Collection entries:
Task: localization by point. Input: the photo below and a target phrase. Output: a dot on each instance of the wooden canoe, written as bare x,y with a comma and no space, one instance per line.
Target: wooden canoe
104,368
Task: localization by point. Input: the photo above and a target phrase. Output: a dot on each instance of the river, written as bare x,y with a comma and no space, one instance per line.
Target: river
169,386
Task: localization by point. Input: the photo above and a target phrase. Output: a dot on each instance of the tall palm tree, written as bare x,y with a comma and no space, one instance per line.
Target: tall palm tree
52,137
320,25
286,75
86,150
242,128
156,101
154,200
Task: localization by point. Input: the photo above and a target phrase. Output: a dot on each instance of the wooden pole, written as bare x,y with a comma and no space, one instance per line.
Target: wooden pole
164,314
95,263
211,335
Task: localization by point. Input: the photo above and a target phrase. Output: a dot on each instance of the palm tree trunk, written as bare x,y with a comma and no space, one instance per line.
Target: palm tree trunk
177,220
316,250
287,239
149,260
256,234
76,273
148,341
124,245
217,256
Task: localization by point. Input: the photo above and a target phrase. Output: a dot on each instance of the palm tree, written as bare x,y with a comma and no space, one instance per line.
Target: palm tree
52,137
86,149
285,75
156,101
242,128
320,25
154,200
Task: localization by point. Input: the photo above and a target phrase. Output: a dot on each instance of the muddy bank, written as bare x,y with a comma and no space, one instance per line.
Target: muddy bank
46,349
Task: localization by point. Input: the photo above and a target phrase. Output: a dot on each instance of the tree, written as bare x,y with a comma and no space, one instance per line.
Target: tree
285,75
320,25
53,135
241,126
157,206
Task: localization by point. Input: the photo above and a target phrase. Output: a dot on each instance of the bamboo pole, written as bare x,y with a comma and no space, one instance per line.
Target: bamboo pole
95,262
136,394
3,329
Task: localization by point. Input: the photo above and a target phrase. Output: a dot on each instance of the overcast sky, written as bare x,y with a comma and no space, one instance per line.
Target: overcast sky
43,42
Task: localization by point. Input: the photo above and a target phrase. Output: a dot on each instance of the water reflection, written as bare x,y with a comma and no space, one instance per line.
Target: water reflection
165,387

* WORK TO COMPLETE
Rewrite all of the records above, replacing "target phrase" with "search phrase" everywhere it appears and leaving everything else unchanged.

* ANSWER TO THE TASK
Task: localization by point. Input: the photo below and a search phrase. Output: a dot on each instance of the wooden canoe, written as bare x,y with a comma and no space, one instance per line.
Target: wooden canoe
104,368
Task: localization by point. Input: the photo above and a search phrase. Output: a dot on each instance of the river, written as bare x,y with a comma and no space, one instance per line.
Target: river
169,386
Task: localization by point. Input: the photo above and a search phrase. Output: a dot on each instance of the tall palm tree, written as bare x,y with a comma and no space, one instance per line.
Target: tall palm tree
52,137
320,25
286,75
86,150
242,128
156,101
154,200
Task: localization by point. Input: the photo above and a search phrase. Output: a dot on each instance of the wooden pole, written as bare x,y with a comma and no space, one instance per line.
Target: wooden pole
164,314
95,263
211,335
Task: localization by point. Input: the photo above and a search phrase. Output: a dot on each instance of the palm tree trunk, written as bare x,y with a comma and no space, one instance per line.
Target: palm tree trunk
177,220
316,250
287,239
149,260
256,234
76,273
148,341
124,245
217,256
Task: localization by point. Input: the photo above and a search phrase. Output: a dot on each instance of the palm tree, written as bare x,y with a comma and no space, one instance per line.
Target: palm tree
52,137
86,149
285,75
156,101
242,128
320,25
154,200
Task: localization by point. Input: the photo above and a search phrase. Output: a dot on each instance of the muddy bank, written as bare x,y with a comma and no space, one instance per line.
Target: muddy bank
46,349
Task: localization by point. Input: the photo above and a search phrase. Output: a dot on each instance of the tree, written as bare x,y with a comma and no space, one instance per line.
Target: tree
285,75
320,25
53,135
241,126
157,206
Task: localization by point. Input: the photo above and a search phrase. Output: a dot on each instance of the bamboo pole, written as bare x,y with a comma and no space, one instance per line.
Target: bamboo pole
95,262
136,394
3,329
Task: localization by point. Input: the photo above and a search phrase. Output: a dot on each instance of the overcast sky, written as bare x,y with a comma and no space, one instance per line.
Target: overcast sky
43,42
Task: localization by point. Input: the photo above and a search phrase. Output: a dot on each instance of the water reflection, written as bare x,y with a comma and no space, one instance per line.
Target: water reflection
165,387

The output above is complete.